(DATA RECORDS)

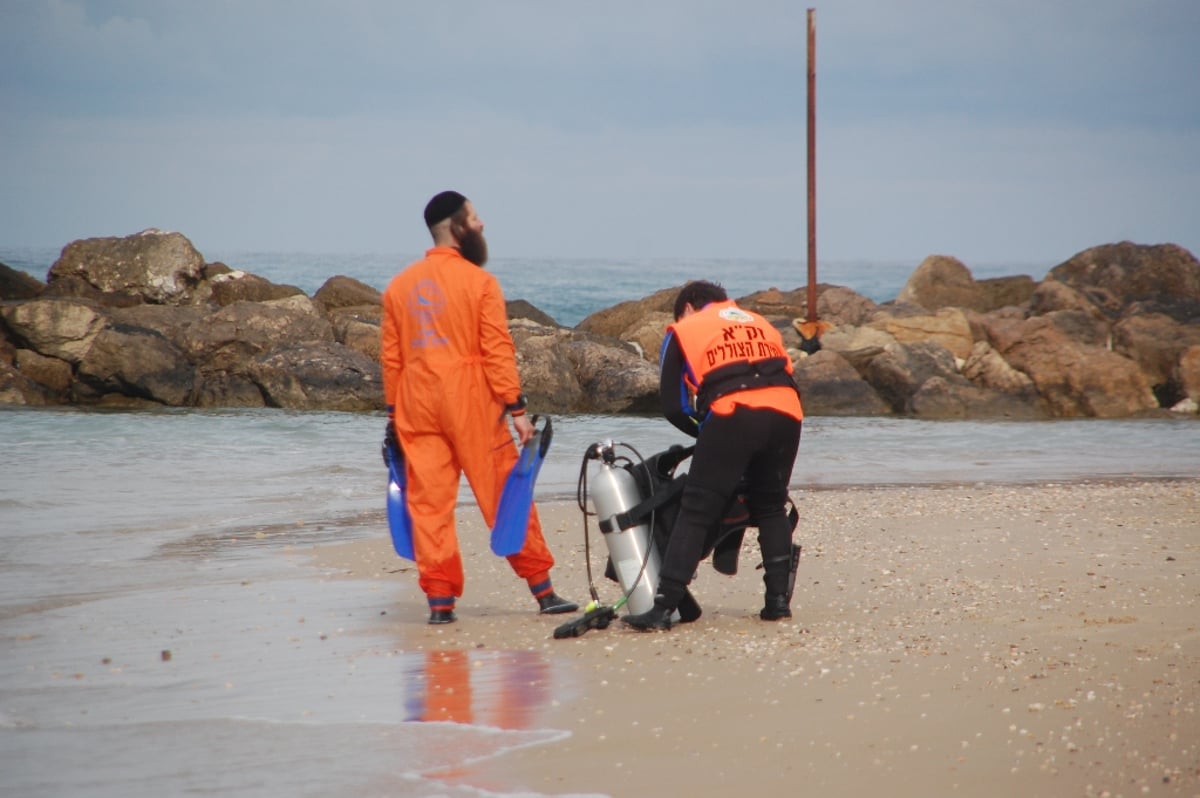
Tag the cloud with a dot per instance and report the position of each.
(1018, 130)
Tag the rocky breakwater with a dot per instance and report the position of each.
(144, 321)
(1111, 333)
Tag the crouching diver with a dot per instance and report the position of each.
(726, 378)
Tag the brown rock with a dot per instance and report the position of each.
(941, 281)
(55, 328)
(346, 292)
(831, 385)
(948, 328)
(154, 267)
(1116, 275)
(18, 285)
(1077, 379)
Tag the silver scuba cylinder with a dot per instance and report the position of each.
(636, 561)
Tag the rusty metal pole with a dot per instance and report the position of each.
(813, 168)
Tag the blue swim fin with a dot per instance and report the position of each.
(516, 498)
(399, 520)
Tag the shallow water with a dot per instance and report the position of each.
(151, 613)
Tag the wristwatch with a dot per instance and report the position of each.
(516, 408)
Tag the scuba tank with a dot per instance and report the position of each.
(631, 551)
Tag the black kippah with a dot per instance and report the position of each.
(443, 207)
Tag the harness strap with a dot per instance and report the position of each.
(744, 376)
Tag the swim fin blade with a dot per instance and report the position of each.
(400, 522)
(516, 498)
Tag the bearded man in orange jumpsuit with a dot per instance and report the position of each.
(450, 381)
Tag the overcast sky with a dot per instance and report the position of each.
(1002, 131)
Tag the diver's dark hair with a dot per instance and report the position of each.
(443, 207)
(697, 294)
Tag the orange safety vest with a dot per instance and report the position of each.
(736, 357)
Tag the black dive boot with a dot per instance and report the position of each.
(775, 607)
(779, 586)
(657, 618)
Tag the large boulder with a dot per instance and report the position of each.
(18, 285)
(613, 379)
(238, 286)
(901, 369)
(55, 328)
(153, 265)
(346, 292)
(1156, 342)
(318, 376)
(138, 363)
(1006, 292)
(831, 385)
(941, 281)
(947, 327)
(1073, 378)
(547, 373)
(945, 397)
(1117, 275)
(613, 321)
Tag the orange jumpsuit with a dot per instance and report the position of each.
(449, 372)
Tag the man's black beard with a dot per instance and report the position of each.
(473, 246)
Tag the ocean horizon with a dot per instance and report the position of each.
(571, 288)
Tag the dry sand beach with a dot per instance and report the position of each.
(985, 640)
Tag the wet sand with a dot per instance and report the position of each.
(960, 640)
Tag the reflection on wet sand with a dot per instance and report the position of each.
(503, 689)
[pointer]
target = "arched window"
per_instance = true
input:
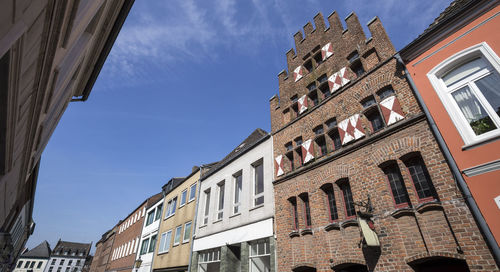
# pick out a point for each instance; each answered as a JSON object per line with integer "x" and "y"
{"x": 468, "y": 86}
{"x": 330, "y": 200}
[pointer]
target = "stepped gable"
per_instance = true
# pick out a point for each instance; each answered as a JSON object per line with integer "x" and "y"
{"x": 331, "y": 46}
{"x": 40, "y": 251}
{"x": 69, "y": 248}
{"x": 243, "y": 147}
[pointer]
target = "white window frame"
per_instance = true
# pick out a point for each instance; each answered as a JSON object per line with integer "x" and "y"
{"x": 183, "y": 196}
{"x": 220, "y": 193}
{"x": 190, "y": 190}
{"x": 484, "y": 51}
{"x": 254, "y": 180}
{"x": 178, "y": 230}
{"x": 267, "y": 246}
{"x": 236, "y": 207}
{"x": 166, "y": 243}
{"x": 206, "y": 212}
{"x": 184, "y": 240}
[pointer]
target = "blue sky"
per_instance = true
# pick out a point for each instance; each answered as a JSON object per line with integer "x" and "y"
{"x": 185, "y": 82}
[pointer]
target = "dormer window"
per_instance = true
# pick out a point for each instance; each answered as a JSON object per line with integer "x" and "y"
{"x": 312, "y": 86}
{"x": 355, "y": 64}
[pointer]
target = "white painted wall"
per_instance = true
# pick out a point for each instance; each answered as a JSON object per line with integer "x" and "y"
{"x": 248, "y": 213}
{"x": 149, "y": 231}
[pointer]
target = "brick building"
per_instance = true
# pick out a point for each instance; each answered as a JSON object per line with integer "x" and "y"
{"x": 456, "y": 70}
{"x": 103, "y": 251}
{"x": 128, "y": 236}
{"x": 360, "y": 183}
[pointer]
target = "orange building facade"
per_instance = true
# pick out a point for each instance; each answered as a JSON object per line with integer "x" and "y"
{"x": 455, "y": 67}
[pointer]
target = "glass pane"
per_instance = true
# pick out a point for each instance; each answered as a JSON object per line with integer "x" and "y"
{"x": 473, "y": 111}
{"x": 490, "y": 87}
{"x": 253, "y": 249}
{"x": 463, "y": 71}
{"x": 259, "y": 179}
{"x": 260, "y": 264}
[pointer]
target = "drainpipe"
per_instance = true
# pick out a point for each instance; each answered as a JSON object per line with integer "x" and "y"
{"x": 198, "y": 189}
{"x": 483, "y": 227}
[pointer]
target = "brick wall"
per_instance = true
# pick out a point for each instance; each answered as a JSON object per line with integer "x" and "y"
{"x": 441, "y": 227}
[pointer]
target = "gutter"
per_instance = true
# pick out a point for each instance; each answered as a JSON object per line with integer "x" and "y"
{"x": 127, "y": 5}
{"x": 471, "y": 203}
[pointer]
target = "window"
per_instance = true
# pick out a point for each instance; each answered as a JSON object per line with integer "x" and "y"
{"x": 258, "y": 174}
{"x": 294, "y": 212}
{"x": 171, "y": 206}
{"x": 151, "y": 217}
{"x": 307, "y": 211}
{"x": 220, "y": 203}
{"x": 356, "y": 65}
{"x": 187, "y": 232}
{"x": 152, "y": 245}
{"x": 177, "y": 236}
{"x": 396, "y": 183}
{"x": 348, "y": 201}
{"x": 207, "y": 207}
{"x": 372, "y": 113}
{"x": 209, "y": 260}
{"x": 158, "y": 211}
{"x": 183, "y": 198}
{"x": 260, "y": 256}
{"x": 144, "y": 246}
{"x": 467, "y": 84}
{"x": 165, "y": 241}
{"x": 332, "y": 205}
{"x": 237, "y": 192}
{"x": 421, "y": 179}
{"x": 192, "y": 192}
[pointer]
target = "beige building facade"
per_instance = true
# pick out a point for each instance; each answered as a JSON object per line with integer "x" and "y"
{"x": 176, "y": 227}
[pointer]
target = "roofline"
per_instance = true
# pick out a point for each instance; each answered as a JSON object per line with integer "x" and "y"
{"x": 436, "y": 32}
{"x": 120, "y": 20}
{"x": 217, "y": 168}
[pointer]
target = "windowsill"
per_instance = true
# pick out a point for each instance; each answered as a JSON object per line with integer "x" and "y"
{"x": 294, "y": 233}
{"x": 485, "y": 140}
{"x": 332, "y": 226}
{"x": 349, "y": 222}
{"x": 399, "y": 212}
{"x": 256, "y": 207}
{"x": 234, "y": 215}
{"x": 429, "y": 205}
{"x": 306, "y": 231}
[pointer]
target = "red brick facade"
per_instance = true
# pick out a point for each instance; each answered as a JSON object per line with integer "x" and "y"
{"x": 436, "y": 232}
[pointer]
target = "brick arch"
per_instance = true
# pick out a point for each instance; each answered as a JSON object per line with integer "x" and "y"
{"x": 303, "y": 267}
{"x": 427, "y": 256}
{"x": 341, "y": 263}
{"x": 391, "y": 150}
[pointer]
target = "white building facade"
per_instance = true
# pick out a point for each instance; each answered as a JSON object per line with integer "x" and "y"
{"x": 235, "y": 216}
{"x": 149, "y": 236}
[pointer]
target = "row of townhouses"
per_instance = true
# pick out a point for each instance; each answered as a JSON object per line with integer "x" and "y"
{"x": 377, "y": 160}
{"x": 66, "y": 257}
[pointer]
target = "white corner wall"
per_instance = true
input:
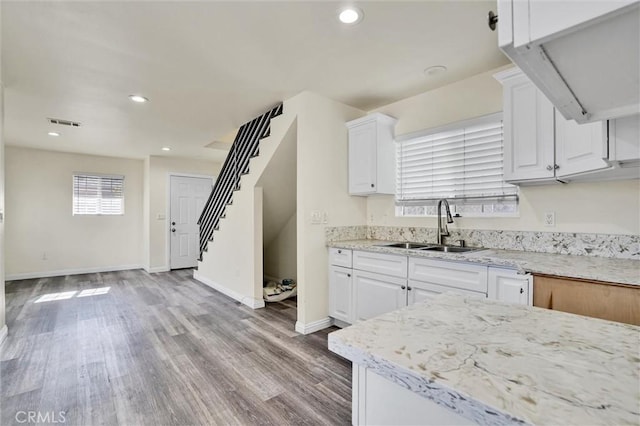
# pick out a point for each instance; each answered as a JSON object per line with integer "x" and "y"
{"x": 595, "y": 207}
{"x": 44, "y": 238}
{"x": 322, "y": 186}
{"x": 157, "y": 170}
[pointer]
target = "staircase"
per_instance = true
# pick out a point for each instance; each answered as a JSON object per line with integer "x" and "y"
{"x": 245, "y": 146}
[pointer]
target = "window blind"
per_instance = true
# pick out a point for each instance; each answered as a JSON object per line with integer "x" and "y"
{"x": 463, "y": 164}
{"x": 98, "y": 194}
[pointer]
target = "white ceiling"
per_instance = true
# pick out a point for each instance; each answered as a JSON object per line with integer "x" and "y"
{"x": 208, "y": 67}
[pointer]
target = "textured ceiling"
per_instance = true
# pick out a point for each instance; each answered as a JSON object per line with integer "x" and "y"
{"x": 208, "y": 67}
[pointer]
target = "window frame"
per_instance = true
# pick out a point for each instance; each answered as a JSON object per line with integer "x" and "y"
{"x": 429, "y": 203}
{"x": 75, "y": 211}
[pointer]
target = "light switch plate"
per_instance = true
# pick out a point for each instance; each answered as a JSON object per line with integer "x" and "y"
{"x": 550, "y": 219}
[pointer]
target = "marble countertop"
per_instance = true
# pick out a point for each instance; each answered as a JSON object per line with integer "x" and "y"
{"x": 623, "y": 271}
{"x": 497, "y": 363}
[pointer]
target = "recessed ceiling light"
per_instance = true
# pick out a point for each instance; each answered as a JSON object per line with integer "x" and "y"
{"x": 435, "y": 70}
{"x": 350, "y": 15}
{"x": 138, "y": 98}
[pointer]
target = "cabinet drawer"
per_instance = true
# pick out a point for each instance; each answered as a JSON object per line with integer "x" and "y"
{"x": 464, "y": 276}
{"x": 387, "y": 264}
{"x": 421, "y": 291}
{"x": 340, "y": 257}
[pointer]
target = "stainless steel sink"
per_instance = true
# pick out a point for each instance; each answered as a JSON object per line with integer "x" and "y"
{"x": 408, "y": 246}
{"x": 451, "y": 249}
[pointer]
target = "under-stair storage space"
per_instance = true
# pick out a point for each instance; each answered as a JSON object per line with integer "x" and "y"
{"x": 372, "y": 155}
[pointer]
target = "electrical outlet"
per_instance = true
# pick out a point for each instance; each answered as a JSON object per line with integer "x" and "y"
{"x": 550, "y": 219}
{"x": 316, "y": 217}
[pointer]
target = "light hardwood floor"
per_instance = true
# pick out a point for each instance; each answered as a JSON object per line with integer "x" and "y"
{"x": 161, "y": 349}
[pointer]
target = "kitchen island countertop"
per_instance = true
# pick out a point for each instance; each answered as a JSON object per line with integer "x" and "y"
{"x": 497, "y": 363}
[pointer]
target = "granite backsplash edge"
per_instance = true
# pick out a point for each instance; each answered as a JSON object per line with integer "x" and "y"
{"x": 579, "y": 244}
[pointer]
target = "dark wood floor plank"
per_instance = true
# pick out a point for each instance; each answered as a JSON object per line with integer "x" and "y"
{"x": 134, "y": 348}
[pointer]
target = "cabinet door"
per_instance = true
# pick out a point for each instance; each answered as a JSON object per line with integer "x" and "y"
{"x": 376, "y": 294}
{"x": 528, "y": 132}
{"x": 362, "y": 158}
{"x": 340, "y": 294}
{"x": 508, "y": 286}
{"x": 580, "y": 147}
{"x": 421, "y": 291}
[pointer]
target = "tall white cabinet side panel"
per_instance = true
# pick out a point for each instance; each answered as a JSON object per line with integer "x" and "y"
{"x": 386, "y": 165}
{"x": 580, "y": 148}
{"x": 363, "y": 158}
{"x": 340, "y": 293}
{"x": 376, "y": 294}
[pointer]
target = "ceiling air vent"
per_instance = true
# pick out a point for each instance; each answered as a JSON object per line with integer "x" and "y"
{"x": 63, "y": 122}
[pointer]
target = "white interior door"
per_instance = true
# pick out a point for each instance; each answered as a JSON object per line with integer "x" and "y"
{"x": 187, "y": 198}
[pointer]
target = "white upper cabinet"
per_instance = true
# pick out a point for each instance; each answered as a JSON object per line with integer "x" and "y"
{"x": 580, "y": 147}
{"x": 528, "y": 131}
{"x": 540, "y": 145}
{"x": 583, "y": 55}
{"x": 372, "y": 155}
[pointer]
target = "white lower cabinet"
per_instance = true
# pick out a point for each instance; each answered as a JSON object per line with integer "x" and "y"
{"x": 420, "y": 291}
{"x": 341, "y": 293}
{"x": 376, "y": 294}
{"x": 458, "y": 275}
{"x": 507, "y": 285}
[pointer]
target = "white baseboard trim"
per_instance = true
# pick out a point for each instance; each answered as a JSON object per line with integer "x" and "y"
{"x": 157, "y": 269}
{"x": 61, "y": 272}
{"x": 314, "y": 326}
{"x": 4, "y": 331}
{"x": 245, "y": 300}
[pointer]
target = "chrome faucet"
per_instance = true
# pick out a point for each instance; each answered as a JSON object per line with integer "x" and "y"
{"x": 442, "y": 227}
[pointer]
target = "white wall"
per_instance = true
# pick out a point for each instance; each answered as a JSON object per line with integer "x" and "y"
{"x": 42, "y": 235}
{"x": 603, "y": 207}
{"x": 157, "y": 170}
{"x": 322, "y": 186}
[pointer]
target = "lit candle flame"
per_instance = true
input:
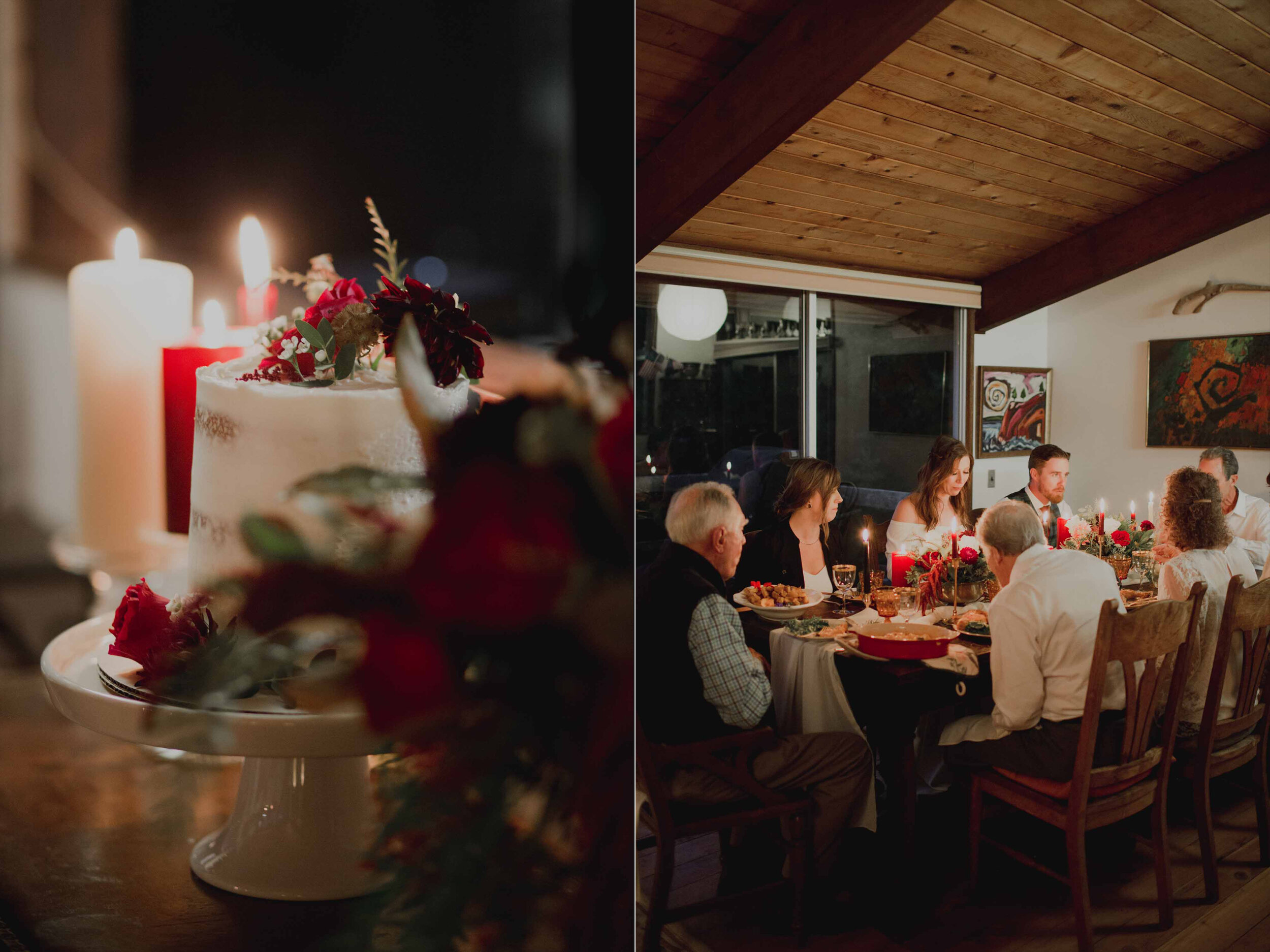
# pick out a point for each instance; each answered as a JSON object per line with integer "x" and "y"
{"x": 253, "y": 251}
{"x": 214, "y": 324}
{"x": 126, "y": 248}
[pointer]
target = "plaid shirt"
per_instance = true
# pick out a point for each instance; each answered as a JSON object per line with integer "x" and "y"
{"x": 735, "y": 680}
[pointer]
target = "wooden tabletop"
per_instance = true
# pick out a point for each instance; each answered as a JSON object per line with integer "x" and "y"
{"x": 94, "y": 852}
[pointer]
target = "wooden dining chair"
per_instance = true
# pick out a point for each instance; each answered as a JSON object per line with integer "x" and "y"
{"x": 1227, "y": 743}
{"x": 1160, "y": 635}
{"x": 672, "y": 820}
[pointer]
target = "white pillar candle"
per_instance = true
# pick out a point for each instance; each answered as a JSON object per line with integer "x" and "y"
{"x": 122, "y": 314}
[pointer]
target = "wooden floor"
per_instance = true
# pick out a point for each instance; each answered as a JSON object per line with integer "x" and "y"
{"x": 1018, "y": 909}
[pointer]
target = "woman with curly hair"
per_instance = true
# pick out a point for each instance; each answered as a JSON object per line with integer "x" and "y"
{"x": 938, "y": 505}
{"x": 1190, "y": 512}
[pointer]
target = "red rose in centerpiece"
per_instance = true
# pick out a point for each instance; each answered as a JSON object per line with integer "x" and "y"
{"x": 151, "y": 634}
{"x": 445, "y": 328}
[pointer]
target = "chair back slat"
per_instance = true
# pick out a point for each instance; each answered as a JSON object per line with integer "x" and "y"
{"x": 1246, "y": 617}
{"x": 1159, "y": 635}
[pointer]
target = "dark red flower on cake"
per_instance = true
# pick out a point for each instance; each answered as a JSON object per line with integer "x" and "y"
{"x": 148, "y": 631}
{"x": 336, "y": 299}
{"x": 446, "y": 330}
{"x": 405, "y": 673}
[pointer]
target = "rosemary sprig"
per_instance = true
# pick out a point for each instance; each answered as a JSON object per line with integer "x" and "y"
{"x": 387, "y": 246}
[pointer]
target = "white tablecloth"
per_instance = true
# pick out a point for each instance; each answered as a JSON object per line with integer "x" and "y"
{"x": 808, "y": 699}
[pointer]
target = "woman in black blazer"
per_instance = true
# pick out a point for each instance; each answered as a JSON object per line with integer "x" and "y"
{"x": 804, "y": 545}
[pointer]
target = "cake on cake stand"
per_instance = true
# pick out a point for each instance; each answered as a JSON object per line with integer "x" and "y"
{"x": 305, "y": 815}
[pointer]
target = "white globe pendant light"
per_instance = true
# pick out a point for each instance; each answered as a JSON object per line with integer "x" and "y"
{"x": 691, "y": 314}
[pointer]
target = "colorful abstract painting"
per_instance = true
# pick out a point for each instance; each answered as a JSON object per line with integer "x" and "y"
{"x": 1210, "y": 391}
{"x": 1014, "y": 409}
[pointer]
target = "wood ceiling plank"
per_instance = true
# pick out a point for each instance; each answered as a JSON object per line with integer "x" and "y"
{"x": 963, "y": 128}
{"x": 1177, "y": 141}
{"x": 840, "y": 253}
{"x": 690, "y": 41}
{"x": 963, "y": 72}
{"x": 712, "y": 17}
{"x": 1213, "y": 21}
{"x": 890, "y": 133}
{"x": 1112, "y": 42}
{"x": 676, "y": 65}
{"x": 938, "y": 92}
{"x": 1165, "y": 34}
{"x": 1255, "y": 12}
{"x": 888, "y": 209}
{"x": 1005, "y": 201}
{"x": 667, "y": 113}
{"x": 957, "y": 207}
{"x": 1207, "y": 206}
{"x": 836, "y": 125}
{"x": 679, "y": 92}
{"x": 1058, "y": 52}
{"x": 816, "y": 51}
{"x": 839, "y": 201}
{"x": 732, "y": 210}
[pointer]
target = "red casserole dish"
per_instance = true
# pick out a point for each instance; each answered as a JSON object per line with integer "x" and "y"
{"x": 873, "y": 642}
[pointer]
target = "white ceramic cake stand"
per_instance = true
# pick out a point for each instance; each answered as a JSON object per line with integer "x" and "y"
{"x": 304, "y": 818}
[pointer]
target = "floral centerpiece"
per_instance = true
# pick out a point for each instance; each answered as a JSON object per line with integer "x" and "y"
{"x": 933, "y": 572}
{"x": 1122, "y": 538}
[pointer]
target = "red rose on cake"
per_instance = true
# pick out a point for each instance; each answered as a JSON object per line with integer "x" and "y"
{"x": 156, "y": 632}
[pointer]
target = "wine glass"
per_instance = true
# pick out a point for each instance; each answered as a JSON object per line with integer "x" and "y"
{"x": 845, "y": 581}
{"x": 906, "y": 601}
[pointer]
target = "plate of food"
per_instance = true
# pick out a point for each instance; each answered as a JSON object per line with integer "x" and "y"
{"x": 973, "y": 625}
{"x": 778, "y": 604}
{"x": 905, "y": 640}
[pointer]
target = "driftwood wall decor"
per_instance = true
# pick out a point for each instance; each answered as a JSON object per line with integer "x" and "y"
{"x": 1212, "y": 290}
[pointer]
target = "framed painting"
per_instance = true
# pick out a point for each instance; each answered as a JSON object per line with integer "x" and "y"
{"x": 911, "y": 394}
{"x": 1210, "y": 391}
{"x": 1012, "y": 416}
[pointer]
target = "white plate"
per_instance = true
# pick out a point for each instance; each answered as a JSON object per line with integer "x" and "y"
{"x": 780, "y": 614}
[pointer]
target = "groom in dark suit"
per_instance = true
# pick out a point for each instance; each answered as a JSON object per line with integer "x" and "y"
{"x": 1047, "y": 483}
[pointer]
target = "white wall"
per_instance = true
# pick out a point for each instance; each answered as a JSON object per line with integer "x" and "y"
{"x": 1020, "y": 343}
{"x": 1098, "y": 347}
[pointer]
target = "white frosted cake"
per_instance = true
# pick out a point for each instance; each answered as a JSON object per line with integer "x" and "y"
{"x": 255, "y": 439}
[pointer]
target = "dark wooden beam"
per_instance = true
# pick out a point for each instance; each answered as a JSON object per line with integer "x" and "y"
{"x": 1205, "y": 206}
{"x": 812, "y": 56}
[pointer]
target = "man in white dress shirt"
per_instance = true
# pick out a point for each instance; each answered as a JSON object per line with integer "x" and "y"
{"x": 1248, "y": 517}
{"x": 1044, "y": 624}
{"x": 1048, "y": 469}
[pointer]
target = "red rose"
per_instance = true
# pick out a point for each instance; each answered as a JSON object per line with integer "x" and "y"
{"x": 405, "y": 673}
{"x": 336, "y": 299}
{"x": 145, "y": 630}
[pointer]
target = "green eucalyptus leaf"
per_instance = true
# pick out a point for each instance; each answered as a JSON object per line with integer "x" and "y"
{"x": 272, "y": 540}
{"x": 310, "y": 333}
{"x": 344, "y": 361}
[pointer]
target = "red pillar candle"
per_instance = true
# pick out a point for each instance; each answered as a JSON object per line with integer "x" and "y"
{"x": 179, "y": 363}
{"x": 900, "y": 565}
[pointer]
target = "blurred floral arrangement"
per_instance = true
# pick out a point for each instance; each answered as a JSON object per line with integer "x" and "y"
{"x": 496, "y": 649}
{"x": 1123, "y": 537}
{"x": 343, "y": 327}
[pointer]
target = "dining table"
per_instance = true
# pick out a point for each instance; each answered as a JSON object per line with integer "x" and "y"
{"x": 888, "y": 700}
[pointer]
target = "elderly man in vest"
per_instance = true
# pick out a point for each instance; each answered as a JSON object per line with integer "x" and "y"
{"x": 697, "y": 680}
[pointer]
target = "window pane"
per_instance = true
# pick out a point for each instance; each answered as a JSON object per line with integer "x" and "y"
{"x": 717, "y": 408}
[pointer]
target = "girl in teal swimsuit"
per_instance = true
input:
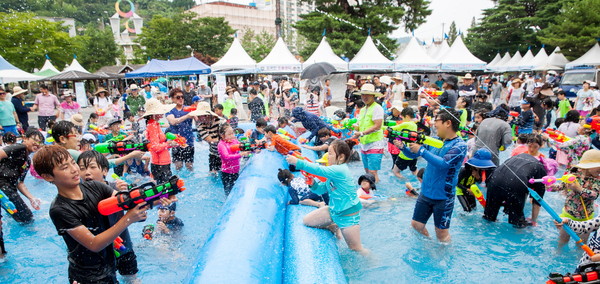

(End DATA RECORDS)

» EXERCISE BRIEF
Copy each line of the data that includes the word "pillar".

» SOLUTION TO THIS PROBLEM
target = "white pillar candle"
target = "red pillar candle"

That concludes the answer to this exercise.